** Opening Document passage block **
Mark Steyn: The Facebook Caliphate
I don’t know about you, but I have the feeling that Messrs. Morsi, Shafiq, and Abolfotoh are not spending much time on Facebook, or even on Twitter. Indeed, for a “social-media revolution,” the principal beneficiaries seem to be remarkably antisocial: Liberated from the grip of Mubarak the new Egypt is a land where the Israeli embassy gets attacked and ransacked, Christians get killed and their churches burned to the ground, female reporters for the Western media are sexually assaulted in broad daylight, and for the rest of the gals a woman’s place is in the clitoridectomy clinic. In the course of the election campaign, the Muslim Brotherhood has cast off the veil of modernity and moderation that so beguiled the U.S. State Department and the New York Times: Khairat el-Shater, the deputy leader, now says that “the Koran is our Constitution” and that Mubarak-era laws permitting, for example, women to seek divorce should be revised. As the TV cleric Safwat Hegazy told thousands of supporters at a Brotherhood rally in the Nile Delta, “We are seeing the dream of the Islamic Caliphate coming true.”
…
Today, we decline to export values, and complacently assume, as the very term “Facebook Revolution” suggests, that technology marches in support of modernity. It doesn’t. Facebook’s flat IPO and Egypt’s presidential election are in that sense part of the same story, of a developed world whose definitions of innovation and achievement have become too shrunken and undernourished. The vote in Egypt tells us a lot about them, but it also tells us something about us.
FP: Steyn is his usually astute self and has the West and the Arabs down pat.
Elliott Abrams: Peace Was Not At Hand
Here is Olmert, describing his negotiations with PLO chairman and Palestinian president Mahmoud Abbas:
I was within touching distance of a peace agreement. The Palestinians never rejected my offers. And even if on the thousandth time there are people who are going to try to say that they rejected my offers, the reality was otherwise. They didn’t accept them, and there’s a difference. They didn’t accept them because the negotiations weren’t concluded; they were on the verge of conclusion….The gaps were very small, we had already reached the very last final stretch.
This account is plain wrong.
…
Olmert may have believed he was on the verge of peace and “in the very last final stretch,” but there is no evidence for this claim—and all the available evidence suggests that at Camp David the problem was a Palestinian leader who was unwilling to say yes and sign. We are today where we were in 2008 after the Annapolis meeting, or in 2000 after Camp David: The most any Israeli government can offer is less than the least any Palestinian leader is willing to take. That is why the statements of Secretary of Defense Leon Panetta last fall, telling Israelis and Palestinians to “just get to the damn table,” were so foolish. The gap that separates them remains a chasm, and bridging it is helped neither by demands for new negotiations that cannot today succeed, nor by fanciful accounts of past sessions.
** Closing Document passage block **
Problem requirements >> Please extend the commentary on Egypt's election and the Olmert–Abbas talks, starting right after its last sentence.
** Opening Data under study block **
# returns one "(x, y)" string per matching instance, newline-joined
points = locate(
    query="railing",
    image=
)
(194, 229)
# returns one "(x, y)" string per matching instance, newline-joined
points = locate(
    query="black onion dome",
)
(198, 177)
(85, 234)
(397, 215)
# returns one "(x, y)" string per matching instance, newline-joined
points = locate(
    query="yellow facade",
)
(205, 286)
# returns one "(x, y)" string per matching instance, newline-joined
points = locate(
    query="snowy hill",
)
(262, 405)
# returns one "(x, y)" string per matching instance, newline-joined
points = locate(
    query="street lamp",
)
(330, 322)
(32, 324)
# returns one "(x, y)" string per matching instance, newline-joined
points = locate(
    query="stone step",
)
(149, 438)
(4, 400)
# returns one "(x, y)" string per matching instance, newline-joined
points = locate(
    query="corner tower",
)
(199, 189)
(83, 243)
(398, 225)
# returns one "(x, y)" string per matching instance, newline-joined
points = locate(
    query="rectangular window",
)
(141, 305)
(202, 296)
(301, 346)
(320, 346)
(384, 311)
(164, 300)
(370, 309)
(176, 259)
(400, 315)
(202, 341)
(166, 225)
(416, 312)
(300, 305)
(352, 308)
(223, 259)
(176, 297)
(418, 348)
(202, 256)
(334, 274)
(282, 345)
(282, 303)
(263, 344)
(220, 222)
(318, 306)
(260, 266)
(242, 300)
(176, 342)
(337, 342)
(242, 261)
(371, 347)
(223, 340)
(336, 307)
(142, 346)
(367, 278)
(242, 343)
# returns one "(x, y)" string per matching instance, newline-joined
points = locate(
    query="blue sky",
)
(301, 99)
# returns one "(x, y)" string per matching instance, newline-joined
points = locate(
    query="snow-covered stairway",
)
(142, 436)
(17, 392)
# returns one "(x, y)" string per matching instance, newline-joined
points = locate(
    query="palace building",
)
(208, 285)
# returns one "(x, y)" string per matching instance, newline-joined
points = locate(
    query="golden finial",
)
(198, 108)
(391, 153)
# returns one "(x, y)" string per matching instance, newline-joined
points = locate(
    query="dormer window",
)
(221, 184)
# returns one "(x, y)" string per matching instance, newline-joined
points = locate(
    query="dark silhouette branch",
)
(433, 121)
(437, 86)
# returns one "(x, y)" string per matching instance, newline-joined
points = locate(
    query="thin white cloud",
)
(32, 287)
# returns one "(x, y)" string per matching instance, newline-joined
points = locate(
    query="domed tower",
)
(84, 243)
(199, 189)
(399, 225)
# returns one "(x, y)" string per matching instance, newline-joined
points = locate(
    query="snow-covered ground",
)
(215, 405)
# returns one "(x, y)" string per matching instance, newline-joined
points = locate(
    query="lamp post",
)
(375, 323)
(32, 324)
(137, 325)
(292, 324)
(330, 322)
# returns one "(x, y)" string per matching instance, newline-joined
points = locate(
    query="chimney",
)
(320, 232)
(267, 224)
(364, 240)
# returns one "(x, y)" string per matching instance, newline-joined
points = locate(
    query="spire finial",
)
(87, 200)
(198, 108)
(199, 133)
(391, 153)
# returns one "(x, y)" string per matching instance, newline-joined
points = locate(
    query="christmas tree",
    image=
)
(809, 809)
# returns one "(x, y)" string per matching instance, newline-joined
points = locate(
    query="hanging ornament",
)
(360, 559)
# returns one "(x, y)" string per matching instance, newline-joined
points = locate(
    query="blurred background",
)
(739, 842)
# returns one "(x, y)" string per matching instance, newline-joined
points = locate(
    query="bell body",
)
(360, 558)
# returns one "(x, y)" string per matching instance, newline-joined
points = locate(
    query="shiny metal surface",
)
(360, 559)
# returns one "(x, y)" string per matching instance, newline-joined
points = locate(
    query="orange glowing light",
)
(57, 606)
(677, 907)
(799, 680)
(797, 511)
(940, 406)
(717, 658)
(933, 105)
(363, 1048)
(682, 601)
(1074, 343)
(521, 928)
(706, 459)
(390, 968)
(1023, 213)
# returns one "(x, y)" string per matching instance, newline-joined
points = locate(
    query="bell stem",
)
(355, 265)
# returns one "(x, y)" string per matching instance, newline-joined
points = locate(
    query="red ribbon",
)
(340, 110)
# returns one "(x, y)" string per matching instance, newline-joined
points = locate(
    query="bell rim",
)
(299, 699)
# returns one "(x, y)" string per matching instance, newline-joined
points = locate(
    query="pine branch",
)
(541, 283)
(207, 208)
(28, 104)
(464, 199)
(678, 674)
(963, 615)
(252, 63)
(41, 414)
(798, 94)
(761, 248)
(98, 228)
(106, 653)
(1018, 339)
** Closing Data under study block **
Answer space >>
FP: That Olmert is a liar and a cheat is well known, so that’s not the point. What is important here is how every Israeli leader ends up deluding himself that if he just overwhelms the Arabs with a huge concession he will be the “peace leader”. They don’t seem to be able to shake this delusion and realize that while they approach negotiations with the notion of a one-time final peace agreement, the Arabs approach it with the notion of a phased process, in which they pocket each concession as their starting position in the next phase, until they reach a position from which they can finish Israel off, their strategic goal.
Israeli leaders, including those on the right, and the West that is pushing them keep making this mistake over and over again, with the same results, and yet don’t stop. Failure to learn from mistakes is a dooming factor.
Iranian general: ‘Entire Middle East in range of our missiles’
Iran complains to UNSC of Israeli 'warmongering remarks'
FP: No comment.
Rebels seek to make northern Mali world’s newest Muslim state
Group with links to al-Qaeda pledges to form new country based on Islamic law
FP: Does anybody detect a trend here?
JoshuaPundit: The Sickness Spreads - Spain Asks for Huge Bailout
Spain appears to be the next eurozone country to go under. Standard & Poor’s just slashed the credit ratings of Spain's top five banks after previously downgrading ratings on 11 Spanish banks back in late April. Moody's followed suit soon after.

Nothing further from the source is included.